ACTIVITY:
Exactly as written, print each record in the listing.

━━━ EXTRACTED ENTRIES ━━━

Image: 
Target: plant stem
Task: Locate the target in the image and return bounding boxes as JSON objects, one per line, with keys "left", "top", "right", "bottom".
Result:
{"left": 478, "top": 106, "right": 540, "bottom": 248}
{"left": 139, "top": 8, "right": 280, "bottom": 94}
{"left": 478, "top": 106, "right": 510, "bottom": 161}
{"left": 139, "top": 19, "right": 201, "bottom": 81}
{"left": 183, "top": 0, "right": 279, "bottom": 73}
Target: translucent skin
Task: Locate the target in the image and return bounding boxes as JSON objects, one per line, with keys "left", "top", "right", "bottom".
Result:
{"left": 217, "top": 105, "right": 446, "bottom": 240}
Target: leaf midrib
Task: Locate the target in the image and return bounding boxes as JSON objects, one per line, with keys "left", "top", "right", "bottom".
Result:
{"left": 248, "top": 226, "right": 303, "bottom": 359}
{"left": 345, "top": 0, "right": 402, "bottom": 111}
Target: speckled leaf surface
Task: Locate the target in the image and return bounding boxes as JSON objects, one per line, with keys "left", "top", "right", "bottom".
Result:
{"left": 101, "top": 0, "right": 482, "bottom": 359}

━━━

EXERCISE OUTPUT:
Image: 
Target: plant stem
Task: Locate the target in the image and return bounding boxes as JSON objects, one per line, with keys "left", "top", "right", "bottom".
Result:
{"left": 478, "top": 106, "right": 540, "bottom": 248}
{"left": 139, "top": 8, "right": 280, "bottom": 94}
{"left": 478, "top": 106, "right": 510, "bottom": 161}
{"left": 139, "top": 19, "right": 201, "bottom": 81}
{"left": 183, "top": 0, "right": 279, "bottom": 73}
Target: translucent skin
Task: Locate the target in the image and return bounding boxes as JSON objects, one per line, with keys "left", "top", "right", "bottom".
Result:
{"left": 217, "top": 105, "right": 446, "bottom": 240}
Target: leaf midrib
Task: Locate the target in the image and return bounding boxes as JSON objects, one per line, with keys "left", "top", "right", "bottom".
Result:
{"left": 248, "top": 226, "right": 303, "bottom": 359}
{"left": 345, "top": 0, "right": 402, "bottom": 111}
Target: speckled leaf surface
Task: Locate the target in the image and return bounding boxes as JSON objects, one per line, with keys "left", "top", "right", "bottom".
Result:
{"left": 101, "top": 0, "right": 482, "bottom": 359}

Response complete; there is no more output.